--- TEXT ---

Madison Lee will graduate college before earning her high school diploma.

You read it right. The 18-year-old Brunswick High School student is on track to earn her bachelor's degree in biology this May at College of Coastal Georgia's commencement, before she receives her high school diploma from BHS later that month.

Lee will be making history on college commencement day. She will be the first student at CCGA to graduate with a bachelor's degree before earning a high school diploma.

Lee began dual enrollment at CCGA after completing eighth grade. She took a few high school classes her eighth-grade year.

That she will graduate college is no surprise to her. She's had her sights set on earning her bachelor's degree at the college since day one.

She is taking 20 hours of classes this semester, and she averaged around 17 hours per semester through the past four years, she said.

Pacing herself has helped.

"My first semester, I took a lighter load to make sure I could handle it because it was such a dramatic change from middle school to here," Lee said.

She soon discovered a major difference between high school and college. In college, "you're not babied. You're not told, 'This is your homework for the day,' 'Make sure you study.' ... You have to do it yourself, and it was a bit of an adjustment."

---

ACTIVITY: Return the passage of the text on Madison Lee's early college graduation, starting at "You read it" and ending at "later that month.".

--- EXCERPTED RECORDS ---

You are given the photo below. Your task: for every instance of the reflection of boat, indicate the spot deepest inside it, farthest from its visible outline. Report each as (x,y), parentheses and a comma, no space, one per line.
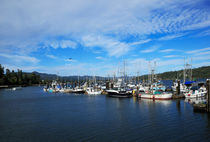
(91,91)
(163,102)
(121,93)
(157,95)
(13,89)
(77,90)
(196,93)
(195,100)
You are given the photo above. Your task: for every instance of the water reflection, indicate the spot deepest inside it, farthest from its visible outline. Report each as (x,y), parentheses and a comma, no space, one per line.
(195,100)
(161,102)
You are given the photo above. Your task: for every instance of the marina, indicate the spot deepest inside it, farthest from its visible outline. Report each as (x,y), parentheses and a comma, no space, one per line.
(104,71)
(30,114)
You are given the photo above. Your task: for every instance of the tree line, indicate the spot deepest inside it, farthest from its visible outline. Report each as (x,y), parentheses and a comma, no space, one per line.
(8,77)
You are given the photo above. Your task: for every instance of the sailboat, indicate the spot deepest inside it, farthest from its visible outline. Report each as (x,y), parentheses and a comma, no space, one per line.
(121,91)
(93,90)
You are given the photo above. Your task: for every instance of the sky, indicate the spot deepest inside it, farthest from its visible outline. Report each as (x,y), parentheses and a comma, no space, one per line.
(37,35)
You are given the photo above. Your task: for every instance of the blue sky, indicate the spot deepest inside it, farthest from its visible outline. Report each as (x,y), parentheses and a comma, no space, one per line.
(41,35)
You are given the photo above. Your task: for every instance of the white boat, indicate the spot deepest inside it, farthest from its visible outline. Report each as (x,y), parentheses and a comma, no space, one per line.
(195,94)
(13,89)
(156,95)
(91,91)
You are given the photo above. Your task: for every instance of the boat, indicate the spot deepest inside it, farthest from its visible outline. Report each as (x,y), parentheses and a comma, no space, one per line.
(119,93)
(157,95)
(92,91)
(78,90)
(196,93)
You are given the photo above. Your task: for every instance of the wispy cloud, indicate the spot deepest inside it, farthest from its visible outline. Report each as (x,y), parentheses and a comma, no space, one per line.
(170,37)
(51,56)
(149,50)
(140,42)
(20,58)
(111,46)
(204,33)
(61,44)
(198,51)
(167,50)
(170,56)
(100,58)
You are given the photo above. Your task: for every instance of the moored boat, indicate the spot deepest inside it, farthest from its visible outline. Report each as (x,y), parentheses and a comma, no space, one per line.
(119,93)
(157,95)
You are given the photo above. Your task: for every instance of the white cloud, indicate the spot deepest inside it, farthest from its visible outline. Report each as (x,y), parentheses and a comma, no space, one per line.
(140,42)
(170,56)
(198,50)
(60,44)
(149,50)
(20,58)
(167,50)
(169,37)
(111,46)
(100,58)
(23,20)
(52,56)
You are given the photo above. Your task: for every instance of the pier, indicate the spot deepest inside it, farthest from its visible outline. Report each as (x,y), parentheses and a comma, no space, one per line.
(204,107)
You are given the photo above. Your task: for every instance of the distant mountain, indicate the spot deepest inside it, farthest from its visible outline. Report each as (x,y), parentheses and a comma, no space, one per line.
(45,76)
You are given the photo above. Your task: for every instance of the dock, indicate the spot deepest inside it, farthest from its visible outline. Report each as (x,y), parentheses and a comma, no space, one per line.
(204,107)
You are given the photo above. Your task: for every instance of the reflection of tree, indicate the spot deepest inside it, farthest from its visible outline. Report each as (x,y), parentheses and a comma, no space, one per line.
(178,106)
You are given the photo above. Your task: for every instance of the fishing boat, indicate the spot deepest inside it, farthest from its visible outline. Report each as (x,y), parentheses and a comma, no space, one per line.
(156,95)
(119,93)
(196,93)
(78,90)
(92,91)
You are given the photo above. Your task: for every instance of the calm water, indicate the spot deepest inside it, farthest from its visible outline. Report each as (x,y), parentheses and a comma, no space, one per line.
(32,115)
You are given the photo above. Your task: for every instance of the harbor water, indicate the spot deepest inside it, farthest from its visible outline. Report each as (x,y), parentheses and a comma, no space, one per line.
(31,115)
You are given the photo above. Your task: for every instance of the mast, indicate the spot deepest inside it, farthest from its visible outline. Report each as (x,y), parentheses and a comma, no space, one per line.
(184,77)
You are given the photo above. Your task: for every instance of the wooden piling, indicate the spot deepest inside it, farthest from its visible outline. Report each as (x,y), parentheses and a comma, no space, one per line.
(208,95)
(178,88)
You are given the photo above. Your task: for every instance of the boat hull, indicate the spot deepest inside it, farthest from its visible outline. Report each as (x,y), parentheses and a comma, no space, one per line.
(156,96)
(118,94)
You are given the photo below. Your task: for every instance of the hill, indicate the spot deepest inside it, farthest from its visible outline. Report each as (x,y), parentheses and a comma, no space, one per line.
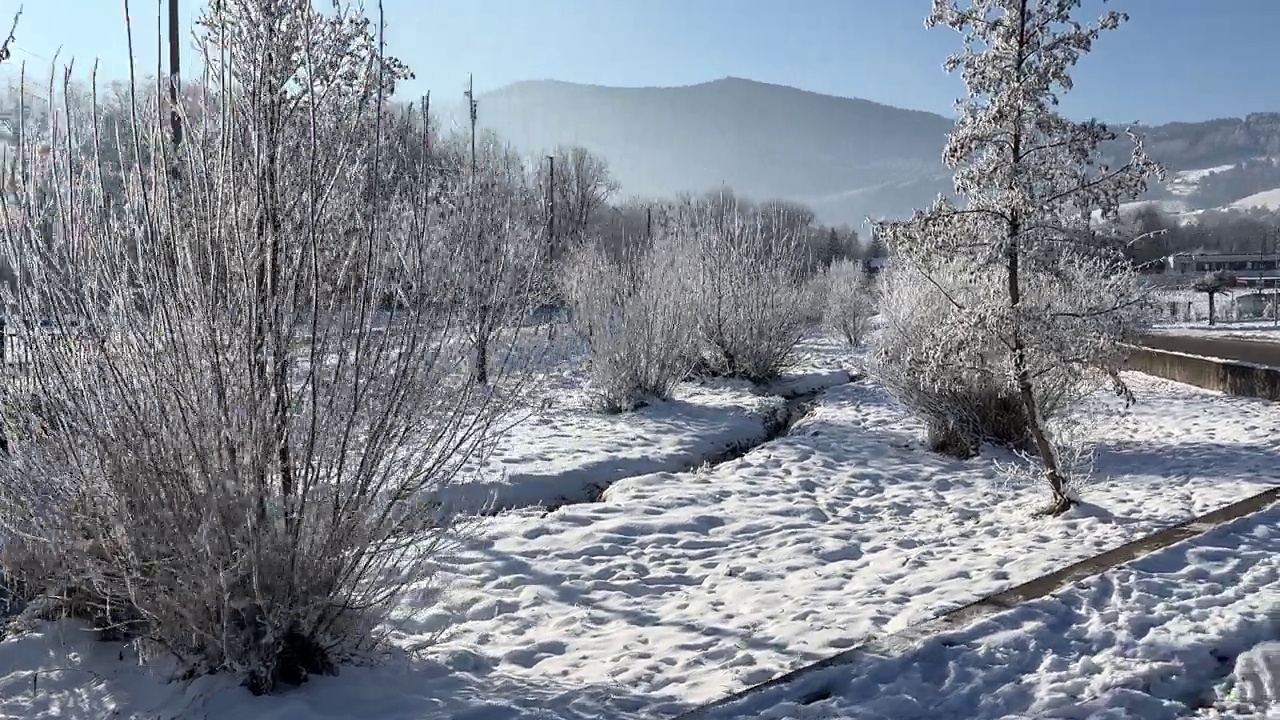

---

ANSWER SECTION:
You read it right. The 18-year-old Brunswick High School student is on track to earn her bachelor's degree in biology this May at College of Coastal Georgia's commencement, before she receives her high school diploma from BHS later that month.